> **Job**: Pick out and copy every line of the records that contains the word "grass".

-------------------------

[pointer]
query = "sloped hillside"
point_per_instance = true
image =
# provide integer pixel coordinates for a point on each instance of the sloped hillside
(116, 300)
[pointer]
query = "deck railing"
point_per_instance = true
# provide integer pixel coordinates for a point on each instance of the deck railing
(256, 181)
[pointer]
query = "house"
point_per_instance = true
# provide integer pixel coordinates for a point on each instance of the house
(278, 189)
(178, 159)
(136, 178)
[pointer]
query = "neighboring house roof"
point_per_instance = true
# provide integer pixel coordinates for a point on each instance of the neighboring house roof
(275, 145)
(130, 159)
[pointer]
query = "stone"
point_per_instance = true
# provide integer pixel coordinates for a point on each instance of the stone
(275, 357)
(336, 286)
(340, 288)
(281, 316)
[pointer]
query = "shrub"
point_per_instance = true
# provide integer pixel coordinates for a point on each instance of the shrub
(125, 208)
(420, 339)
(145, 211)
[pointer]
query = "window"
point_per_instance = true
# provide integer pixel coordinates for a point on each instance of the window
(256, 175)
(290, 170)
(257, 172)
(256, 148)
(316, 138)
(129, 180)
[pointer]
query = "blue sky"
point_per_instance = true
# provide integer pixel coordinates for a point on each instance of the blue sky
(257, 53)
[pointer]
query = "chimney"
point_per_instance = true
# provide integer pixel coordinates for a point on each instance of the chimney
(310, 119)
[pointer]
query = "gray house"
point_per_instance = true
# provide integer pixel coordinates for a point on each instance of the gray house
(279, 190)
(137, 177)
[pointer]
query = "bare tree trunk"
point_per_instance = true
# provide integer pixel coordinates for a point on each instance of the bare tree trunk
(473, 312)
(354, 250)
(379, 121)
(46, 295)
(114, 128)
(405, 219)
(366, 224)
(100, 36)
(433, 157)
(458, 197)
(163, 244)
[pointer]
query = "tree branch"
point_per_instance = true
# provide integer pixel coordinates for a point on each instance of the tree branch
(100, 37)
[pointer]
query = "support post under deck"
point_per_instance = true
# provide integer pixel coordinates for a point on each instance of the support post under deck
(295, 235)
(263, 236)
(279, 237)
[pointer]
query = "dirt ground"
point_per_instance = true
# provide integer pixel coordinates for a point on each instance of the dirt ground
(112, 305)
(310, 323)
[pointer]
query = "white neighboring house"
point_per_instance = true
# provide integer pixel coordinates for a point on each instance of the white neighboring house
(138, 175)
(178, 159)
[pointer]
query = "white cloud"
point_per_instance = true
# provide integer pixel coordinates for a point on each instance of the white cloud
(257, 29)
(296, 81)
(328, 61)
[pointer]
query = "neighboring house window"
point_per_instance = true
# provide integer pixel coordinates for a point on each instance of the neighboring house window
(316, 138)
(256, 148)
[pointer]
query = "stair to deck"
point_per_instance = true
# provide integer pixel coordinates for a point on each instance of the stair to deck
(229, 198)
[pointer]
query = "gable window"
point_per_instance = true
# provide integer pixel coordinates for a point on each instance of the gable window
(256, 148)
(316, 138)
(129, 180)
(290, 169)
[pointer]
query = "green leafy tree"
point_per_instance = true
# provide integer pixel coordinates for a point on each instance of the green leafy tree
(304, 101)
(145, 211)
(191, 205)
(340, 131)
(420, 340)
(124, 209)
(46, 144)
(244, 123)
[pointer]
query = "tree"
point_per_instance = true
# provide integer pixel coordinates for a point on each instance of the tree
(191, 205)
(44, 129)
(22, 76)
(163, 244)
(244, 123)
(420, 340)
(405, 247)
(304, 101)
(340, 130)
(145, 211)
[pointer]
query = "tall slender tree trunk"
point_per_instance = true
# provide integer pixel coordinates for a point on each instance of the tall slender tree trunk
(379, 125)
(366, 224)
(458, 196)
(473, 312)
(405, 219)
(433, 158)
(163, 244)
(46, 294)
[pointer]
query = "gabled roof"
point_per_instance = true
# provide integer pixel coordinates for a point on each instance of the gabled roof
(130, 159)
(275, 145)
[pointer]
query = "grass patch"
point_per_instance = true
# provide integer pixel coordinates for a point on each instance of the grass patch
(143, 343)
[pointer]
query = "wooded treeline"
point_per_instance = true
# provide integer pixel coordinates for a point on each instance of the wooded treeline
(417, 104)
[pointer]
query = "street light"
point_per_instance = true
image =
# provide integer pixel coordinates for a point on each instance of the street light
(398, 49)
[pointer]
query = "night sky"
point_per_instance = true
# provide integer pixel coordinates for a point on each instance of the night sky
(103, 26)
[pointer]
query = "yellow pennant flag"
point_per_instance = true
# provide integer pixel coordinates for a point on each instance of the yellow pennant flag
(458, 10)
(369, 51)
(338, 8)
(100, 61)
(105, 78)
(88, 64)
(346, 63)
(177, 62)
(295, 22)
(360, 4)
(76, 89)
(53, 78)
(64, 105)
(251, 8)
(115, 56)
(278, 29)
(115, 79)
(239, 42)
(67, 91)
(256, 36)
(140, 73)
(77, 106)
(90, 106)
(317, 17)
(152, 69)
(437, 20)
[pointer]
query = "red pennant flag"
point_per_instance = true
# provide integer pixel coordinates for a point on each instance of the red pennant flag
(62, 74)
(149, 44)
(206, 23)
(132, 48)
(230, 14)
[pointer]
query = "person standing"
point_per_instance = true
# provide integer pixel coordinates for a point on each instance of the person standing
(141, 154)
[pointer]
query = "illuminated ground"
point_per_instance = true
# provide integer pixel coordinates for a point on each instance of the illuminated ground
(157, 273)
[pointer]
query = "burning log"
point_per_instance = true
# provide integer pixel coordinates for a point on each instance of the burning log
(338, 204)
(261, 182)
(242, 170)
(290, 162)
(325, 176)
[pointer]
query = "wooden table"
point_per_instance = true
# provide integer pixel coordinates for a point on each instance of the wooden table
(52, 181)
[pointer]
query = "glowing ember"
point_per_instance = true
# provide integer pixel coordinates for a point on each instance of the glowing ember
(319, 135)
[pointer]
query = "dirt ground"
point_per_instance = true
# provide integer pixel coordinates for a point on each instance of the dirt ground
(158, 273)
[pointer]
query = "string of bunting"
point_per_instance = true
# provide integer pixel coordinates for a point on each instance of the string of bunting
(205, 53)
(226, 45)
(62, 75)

-------------------------

> **Reply**:
query = "grass patch"
# provide integer pixel coordinates for a point on each instance of the grass patch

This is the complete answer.